:: WRITTEN TASK ::
According to the passage below about the Kreenholm strike, what powered the factory's machines?

:: PAGE ::
◇ ◇ ◇ ◇ ◇ ◇ ◇
The second strike that aroused the fears of both government officials and opinion makers was the prolonged and (unlike the Nevsky strike) ultimately violent clash between textile workers and their employers at Estland Province's Kreenholm Cotton-Spinning and Weaving Factory, the largest textile mill at the time in all of Europe.[59] The dramatic nature of this event - with such striking features as a spectacular setting (a factory less than a hundred miles from St Petersburg, located on a riverine island, its machines powered by a giant waterfall), multiethnic participants on both sides (Russians, Estonians, Germans and a smattering of Finns), death and violence (a collapsed bridge with dozens of women workers drowned, workers hurling stones at soldiers and soldiers almost firing on workers) - magnified the danger (or promise) of worker protest unleashed by the events of 1870, and had the additional effect of propelling a number of disgruntled Kreenholm workers into the ranks of the radical movements that were beginning to arise in St Petersburg at around this time.
◇ ◇ ◇ ◇ ◇ ◇ ◇
:: ENTRIES PROVIDED ::
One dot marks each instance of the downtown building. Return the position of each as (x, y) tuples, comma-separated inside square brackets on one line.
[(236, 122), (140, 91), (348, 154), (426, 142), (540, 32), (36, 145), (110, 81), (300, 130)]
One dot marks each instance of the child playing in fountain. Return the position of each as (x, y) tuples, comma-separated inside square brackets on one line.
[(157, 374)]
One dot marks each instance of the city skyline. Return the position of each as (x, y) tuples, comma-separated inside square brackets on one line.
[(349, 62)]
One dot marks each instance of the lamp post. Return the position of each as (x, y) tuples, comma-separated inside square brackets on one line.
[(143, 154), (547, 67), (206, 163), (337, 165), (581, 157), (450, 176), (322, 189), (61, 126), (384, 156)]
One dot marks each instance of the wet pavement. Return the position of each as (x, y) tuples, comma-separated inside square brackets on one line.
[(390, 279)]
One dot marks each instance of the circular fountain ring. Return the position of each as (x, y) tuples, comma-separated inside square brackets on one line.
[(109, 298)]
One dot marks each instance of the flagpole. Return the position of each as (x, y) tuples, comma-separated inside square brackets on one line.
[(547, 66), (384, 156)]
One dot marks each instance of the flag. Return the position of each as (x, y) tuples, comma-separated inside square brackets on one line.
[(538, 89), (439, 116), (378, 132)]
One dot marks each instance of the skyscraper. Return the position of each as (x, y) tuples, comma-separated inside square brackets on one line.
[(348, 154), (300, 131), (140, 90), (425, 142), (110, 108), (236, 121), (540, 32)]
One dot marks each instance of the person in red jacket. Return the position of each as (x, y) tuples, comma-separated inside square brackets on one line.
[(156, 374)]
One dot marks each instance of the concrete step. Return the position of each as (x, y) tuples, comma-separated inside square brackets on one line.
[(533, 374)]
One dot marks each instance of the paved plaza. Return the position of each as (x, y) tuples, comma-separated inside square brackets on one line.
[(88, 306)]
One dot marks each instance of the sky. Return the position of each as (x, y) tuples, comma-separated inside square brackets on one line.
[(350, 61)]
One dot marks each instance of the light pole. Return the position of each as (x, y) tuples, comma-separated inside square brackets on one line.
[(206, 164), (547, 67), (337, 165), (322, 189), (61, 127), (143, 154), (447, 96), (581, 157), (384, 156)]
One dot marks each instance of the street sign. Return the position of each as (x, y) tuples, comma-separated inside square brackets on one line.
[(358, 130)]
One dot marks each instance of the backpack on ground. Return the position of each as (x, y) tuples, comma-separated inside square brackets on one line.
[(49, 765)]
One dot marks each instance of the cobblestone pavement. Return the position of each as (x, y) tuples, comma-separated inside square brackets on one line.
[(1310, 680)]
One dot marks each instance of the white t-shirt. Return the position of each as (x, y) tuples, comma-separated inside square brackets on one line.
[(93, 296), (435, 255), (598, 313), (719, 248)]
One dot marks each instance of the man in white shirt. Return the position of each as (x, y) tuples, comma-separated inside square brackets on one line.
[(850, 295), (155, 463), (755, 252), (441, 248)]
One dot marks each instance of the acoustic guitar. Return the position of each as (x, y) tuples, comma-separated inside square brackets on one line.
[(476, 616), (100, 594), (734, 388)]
◇ ◇ ◇ ◇ ◇ ◇ ◇
:: WORKED ANSWER ::
A giant waterfall.